No. 300.
Mr. Wallace to Mr. Blaine.

No. 30.]

Sir: The consul at Smyrna, Mr. B. O. Duncan, sent me, some days ago, a communication touching the imposition by the Turkish authorities in that city of an extraordinary duty upon alcohol. The case arose in course of the business of Messrs. Reggio & Belhomme, merchants and representatives of a Boston firm entitled Laforme & Frothingham.

Under §4, Consular Regulations 1881, I referred the papers to Consul-General Heap for his consideration and action, and he returned them to me. Copies are herewith inclosed.

After an examination of the treaty of commerce between Turkey and the United States and the agreed specified duty upon the article in question, it seemed plain that the additional duty demanded was unwarranted; and as the alcohol was of American manufacture I thought it my duty to present the matter to the Porte. My communication addressed to his excellency the minister of foreign affairs is also inclosed herewith. The demand made, you will observe, has reference to the language of the treaty.

As the in closures contain a full and particular statement of the affair, I think it superfluous to enter into further explanation. Hoping my action will meet approval,

I have the honor, &c.,

[Inclosure 1 in No. 30.]

Mr. Duncan to Mr. Wallace.

Sir: I have the honor to call your attention to a new regulation of the Turkish customs first put in force at the custom-house here, which I think you will agree with me in regarding as a manifest and intentional violation of Article V of our treaty of commerce with the Ottoman Empire. That article clearly provides that with the exception of tobacco and salt “that duties to be imposed on every article the produce or manufacture of the United States of America, imported into the the empire and possessions of His Imperial Majesty the Sultan, shall in no case exceed one fixed rate of 8 per cent. ad valorem, or a specific duty, fixed by common consent, equivalent thereto”; and also that “neither the buyer nor the seller shall he charged with any further duty with respect to them.”

(INPUT FOR THIS TASK):
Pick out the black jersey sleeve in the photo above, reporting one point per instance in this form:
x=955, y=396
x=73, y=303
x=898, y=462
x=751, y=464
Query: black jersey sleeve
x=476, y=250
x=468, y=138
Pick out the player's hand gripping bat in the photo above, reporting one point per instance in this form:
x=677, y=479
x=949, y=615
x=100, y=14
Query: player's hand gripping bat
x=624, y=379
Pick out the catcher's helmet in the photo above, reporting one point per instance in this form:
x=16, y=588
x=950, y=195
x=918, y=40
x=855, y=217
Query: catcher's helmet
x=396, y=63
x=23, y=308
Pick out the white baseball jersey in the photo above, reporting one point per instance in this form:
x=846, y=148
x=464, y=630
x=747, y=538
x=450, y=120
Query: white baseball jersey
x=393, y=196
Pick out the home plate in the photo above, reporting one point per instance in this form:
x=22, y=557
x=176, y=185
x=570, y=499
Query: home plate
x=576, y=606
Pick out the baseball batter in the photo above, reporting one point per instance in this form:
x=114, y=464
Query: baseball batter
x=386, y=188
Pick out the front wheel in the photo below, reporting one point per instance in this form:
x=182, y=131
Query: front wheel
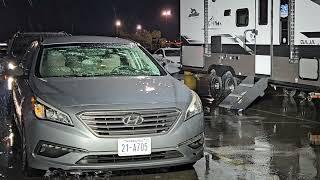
x=229, y=82
x=26, y=169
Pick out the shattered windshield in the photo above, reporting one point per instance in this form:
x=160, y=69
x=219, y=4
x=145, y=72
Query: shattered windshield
x=171, y=53
x=92, y=60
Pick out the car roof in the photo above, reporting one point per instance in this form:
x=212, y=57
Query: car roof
x=85, y=39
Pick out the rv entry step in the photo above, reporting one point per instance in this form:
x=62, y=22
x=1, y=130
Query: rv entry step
x=245, y=93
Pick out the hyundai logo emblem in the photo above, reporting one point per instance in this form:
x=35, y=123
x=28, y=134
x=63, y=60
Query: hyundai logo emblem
x=132, y=119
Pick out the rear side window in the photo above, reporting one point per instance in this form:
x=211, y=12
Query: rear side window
x=242, y=17
x=263, y=12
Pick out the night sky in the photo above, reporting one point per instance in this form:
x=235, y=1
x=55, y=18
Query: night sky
x=86, y=17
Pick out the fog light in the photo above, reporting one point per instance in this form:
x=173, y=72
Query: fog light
x=53, y=150
x=196, y=144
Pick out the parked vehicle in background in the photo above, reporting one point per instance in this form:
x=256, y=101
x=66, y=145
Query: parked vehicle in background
x=98, y=103
x=169, y=58
x=21, y=40
x=255, y=42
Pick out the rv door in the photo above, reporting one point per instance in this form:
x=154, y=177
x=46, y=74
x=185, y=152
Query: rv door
x=263, y=37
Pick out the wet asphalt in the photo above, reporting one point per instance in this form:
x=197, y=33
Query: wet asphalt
x=268, y=141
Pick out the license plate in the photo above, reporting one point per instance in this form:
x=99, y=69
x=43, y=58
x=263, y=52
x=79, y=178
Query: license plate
x=134, y=146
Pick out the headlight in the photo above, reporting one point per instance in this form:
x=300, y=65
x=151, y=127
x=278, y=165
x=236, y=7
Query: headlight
x=44, y=111
x=195, y=106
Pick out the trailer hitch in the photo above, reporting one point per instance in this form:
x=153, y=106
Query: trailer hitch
x=313, y=95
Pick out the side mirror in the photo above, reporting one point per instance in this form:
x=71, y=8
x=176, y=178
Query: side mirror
x=160, y=55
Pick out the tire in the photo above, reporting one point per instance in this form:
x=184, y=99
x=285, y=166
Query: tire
x=229, y=83
x=215, y=86
x=26, y=169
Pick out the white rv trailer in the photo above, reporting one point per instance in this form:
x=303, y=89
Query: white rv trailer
x=274, y=39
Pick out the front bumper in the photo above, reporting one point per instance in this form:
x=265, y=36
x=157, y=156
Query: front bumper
x=177, y=139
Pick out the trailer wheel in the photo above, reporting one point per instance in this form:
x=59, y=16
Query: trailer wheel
x=229, y=82
x=289, y=92
x=215, y=86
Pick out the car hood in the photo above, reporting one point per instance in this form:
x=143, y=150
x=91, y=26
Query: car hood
x=128, y=92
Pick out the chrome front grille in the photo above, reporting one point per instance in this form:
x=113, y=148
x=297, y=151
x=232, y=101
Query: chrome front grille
x=105, y=123
x=104, y=159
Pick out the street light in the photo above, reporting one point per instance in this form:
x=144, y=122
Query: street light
x=139, y=27
x=166, y=14
x=118, y=25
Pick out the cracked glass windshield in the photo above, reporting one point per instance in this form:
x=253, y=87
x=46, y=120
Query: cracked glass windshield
x=96, y=60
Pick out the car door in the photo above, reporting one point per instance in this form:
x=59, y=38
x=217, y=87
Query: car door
x=20, y=87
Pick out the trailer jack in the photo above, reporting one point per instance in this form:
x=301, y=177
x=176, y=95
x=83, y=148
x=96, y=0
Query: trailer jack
x=314, y=139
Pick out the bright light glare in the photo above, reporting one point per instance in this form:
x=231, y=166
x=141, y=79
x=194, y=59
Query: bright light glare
x=166, y=13
x=139, y=27
x=10, y=81
x=11, y=66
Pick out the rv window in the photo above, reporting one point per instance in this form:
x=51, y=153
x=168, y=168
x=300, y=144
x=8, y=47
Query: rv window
x=263, y=12
x=242, y=17
x=227, y=12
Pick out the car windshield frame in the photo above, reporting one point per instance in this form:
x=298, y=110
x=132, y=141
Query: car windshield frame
x=40, y=59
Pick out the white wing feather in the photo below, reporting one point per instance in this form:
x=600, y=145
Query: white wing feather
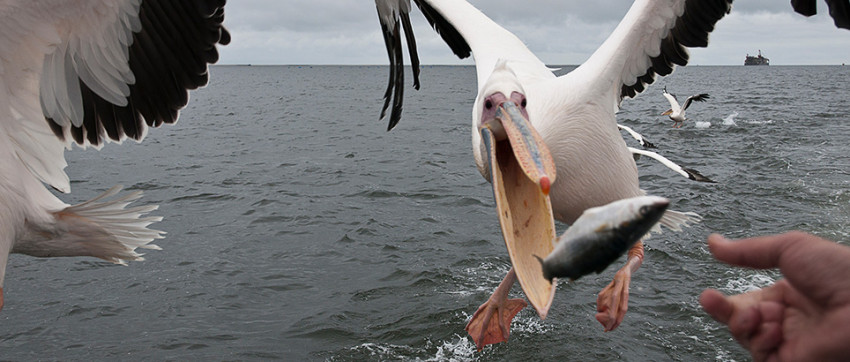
x=45, y=46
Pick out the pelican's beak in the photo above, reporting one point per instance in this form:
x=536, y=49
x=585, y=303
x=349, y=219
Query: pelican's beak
x=522, y=171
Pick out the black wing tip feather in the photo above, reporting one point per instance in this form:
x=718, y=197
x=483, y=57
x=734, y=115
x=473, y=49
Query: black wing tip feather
x=839, y=10
x=164, y=71
x=691, y=30
x=395, y=87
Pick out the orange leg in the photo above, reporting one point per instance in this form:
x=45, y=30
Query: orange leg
x=613, y=301
x=483, y=328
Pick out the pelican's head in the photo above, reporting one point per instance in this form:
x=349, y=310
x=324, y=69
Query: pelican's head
x=513, y=157
x=502, y=102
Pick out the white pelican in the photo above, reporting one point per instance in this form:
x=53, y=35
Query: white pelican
x=637, y=136
x=677, y=113
x=574, y=116
x=87, y=72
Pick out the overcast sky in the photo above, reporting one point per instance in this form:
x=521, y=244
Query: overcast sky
x=558, y=31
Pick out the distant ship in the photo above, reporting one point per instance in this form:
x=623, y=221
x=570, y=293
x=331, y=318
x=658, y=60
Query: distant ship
x=759, y=60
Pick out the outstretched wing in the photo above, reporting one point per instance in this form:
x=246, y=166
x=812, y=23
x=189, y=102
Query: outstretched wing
x=838, y=9
x=90, y=71
x=699, y=98
x=687, y=172
x=674, y=103
x=642, y=140
x=651, y=40
x=464, y=29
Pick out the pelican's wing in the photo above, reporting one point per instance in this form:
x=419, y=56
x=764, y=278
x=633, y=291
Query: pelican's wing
x=466, y=30
x=838, y=9
x=651, y=40
x=674, y=103
x=643, y=141
x=699, y=98
x=687, y=172
x=90, y=71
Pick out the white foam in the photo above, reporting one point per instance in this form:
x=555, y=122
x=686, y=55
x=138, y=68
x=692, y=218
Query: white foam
x=747, y=283
x=755, y=121
x=730, y=119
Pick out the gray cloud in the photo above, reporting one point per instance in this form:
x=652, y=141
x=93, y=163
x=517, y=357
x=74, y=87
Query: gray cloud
x=559, y=32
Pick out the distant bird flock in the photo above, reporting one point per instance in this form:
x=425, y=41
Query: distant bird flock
x=90, y=72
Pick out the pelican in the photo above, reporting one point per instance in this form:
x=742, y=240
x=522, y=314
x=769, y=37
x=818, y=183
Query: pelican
x=637, y=136
x=86, y=73
x=568, y=121
x=677, y=113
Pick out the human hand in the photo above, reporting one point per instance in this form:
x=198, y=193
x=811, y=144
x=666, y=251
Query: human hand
x=805, y=316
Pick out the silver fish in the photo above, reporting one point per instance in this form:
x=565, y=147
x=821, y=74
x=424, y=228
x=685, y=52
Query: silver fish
x=601, y=235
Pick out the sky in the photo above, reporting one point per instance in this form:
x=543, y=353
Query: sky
x=560, y=32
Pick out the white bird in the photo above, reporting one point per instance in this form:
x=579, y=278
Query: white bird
x=87, y=72
x=639, y=137
x=574, y=116
x=677, y=113
x=684, y=171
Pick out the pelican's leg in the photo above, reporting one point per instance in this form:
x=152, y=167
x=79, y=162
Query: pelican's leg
x=613, y=301
x=483, y=328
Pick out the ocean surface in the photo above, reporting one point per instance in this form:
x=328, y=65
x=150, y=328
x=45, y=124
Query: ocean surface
x=299, y=229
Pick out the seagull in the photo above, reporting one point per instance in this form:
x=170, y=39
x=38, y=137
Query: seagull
x=676, y=113
x=549, y=144
x=86, y=73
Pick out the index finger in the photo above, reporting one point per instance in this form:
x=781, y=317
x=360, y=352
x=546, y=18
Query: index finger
x=760, y=252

(WRITTEN TASKS):
1) Repeat the correspondence on the Smyrna alcohol duty word for word from "After an examination" to "of the treaty.".
2) Pull out every line of the rows that contains the word "parked", matching uppercase and lowercase exactly.
The correspondence on the Smyrna alcohol duty and the rows are unrelated material.

(RESULTS FOR THE EXERCISE):
1)
After an examination of the treaty of commerce between Turkey and the United States and the agreed specified duty upon the article in question, it seemed plain that the additional duty demanded was unwarranted; and as the alcohol was of American manufacture I thought it my duty to present the matter to the Porte. My communication addressed to his excellency the minister of foreign affairs is also inclosed herewith. The demand made, you will observe, has reference to the language of the treaty.

2)
Pick out the parked vehicle in background in the photo above, reporting one point per instance in this form:
Query: parked vehicle in background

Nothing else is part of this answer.